====== DOCUMENT TEXT

Purpose : Lens crystallins and lipids have extended lifespans with minimal turnover within the lens. The prolonged existence of these proteins and lipids makes them more prone to damage from oxidation. Age-related increases in lipid peroxidation have been observed in both human and mouse lenses. However, the precise role of lipid peroxidation in cataractogenesis remains unclear. In this study, we aim to investigate whether the deletion of lipid peroxidation suppressor GPX4 plays a role in the formation of cataract.

Methods : Gpx4 was genetically knocked out in human lens epithelial cells (FHL124) using CRISPR-Cas9 technology. Cataracts were evaluated using a slit lamp and darkfield microscopy. The lens epithelial cells were quantified through serial HE sections. Plasma membrane lipid peroxidation was assessed using immunofluorescent staining and lipidomics. Rescue experiments were conducted by treating Gpx4 knockout (KO) mice with liproxstatin-1. Cell viability was determined through a CCK8 assay, while lipid peroxidation was assessed using C11-Bodipy 581/591.

Results : In Vitro: Deletion of GPX4 in FHL124 cells led to a significant increase in cell membrane lipid oxidation, iron accumulation, and cell death. A lipid peroxidation inhibitor, liproxstatin-1 (Lip-1), was able to effectively rescue the cells from lipid peroxidation-induced cell death. Ex Vivo: RSL3, a potent GPX4 inhibitor, induced lipid oxidation and lens opacity in ex vivo cultured lenses, and could be prevented by (Lip-1). In Vivo: Lens-specific Gpx4 deletion was achieved using MLR10-Cre/Gpx4^f/f, resulting in the observation of cataracts in mice at P0. These cataracts progressively worsened during postnatal lens development, eventually leading to microphthalmia in adult Gpx4 KO mice. Cell death was evident in the Gpx4 KO lenses, and further investigations revealed a significant increase in markers associated with ferroptosis rather than apoptosis. Interestingly, administering the ferroptosis inhibitor liproxstatin-1 via intraperitoneal injection before E12.5 effectively alleviated cataract formation in Gpx4 KO mice.

============
====== DATA TO EXAMINE

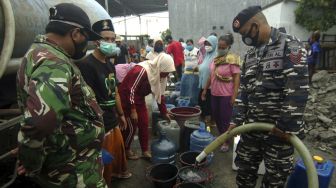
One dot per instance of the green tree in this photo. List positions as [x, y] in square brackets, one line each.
[165, 33]
[316, 14]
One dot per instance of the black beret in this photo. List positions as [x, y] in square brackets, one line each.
[244, 16]
[103, 25]
[71, 14]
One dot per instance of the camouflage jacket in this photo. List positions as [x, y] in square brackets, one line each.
[61, 135]
[274, 84]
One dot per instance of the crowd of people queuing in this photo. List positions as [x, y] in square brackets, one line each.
[73, 111]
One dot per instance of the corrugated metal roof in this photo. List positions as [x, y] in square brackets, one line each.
[134, 7]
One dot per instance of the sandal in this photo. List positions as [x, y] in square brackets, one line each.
[124, 175]
[225, 148]
[146, 155]
[131, 155]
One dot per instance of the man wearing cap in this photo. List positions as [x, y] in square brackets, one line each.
[99, 73]
[122, 57]
[175, 49]
[62, 131]
[274, 89]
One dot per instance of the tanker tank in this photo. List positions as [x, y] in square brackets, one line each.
[22, 20]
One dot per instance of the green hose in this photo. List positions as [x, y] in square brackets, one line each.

============

TASK STATEMENT
List every method that the GPX4 cataract abstract's Methods section names for assessing lipid peroxidation.

RESULT OF THE EXERCISE
- Immunofluorescent staining
- Lipidomics
- C11-Bodipy 581/591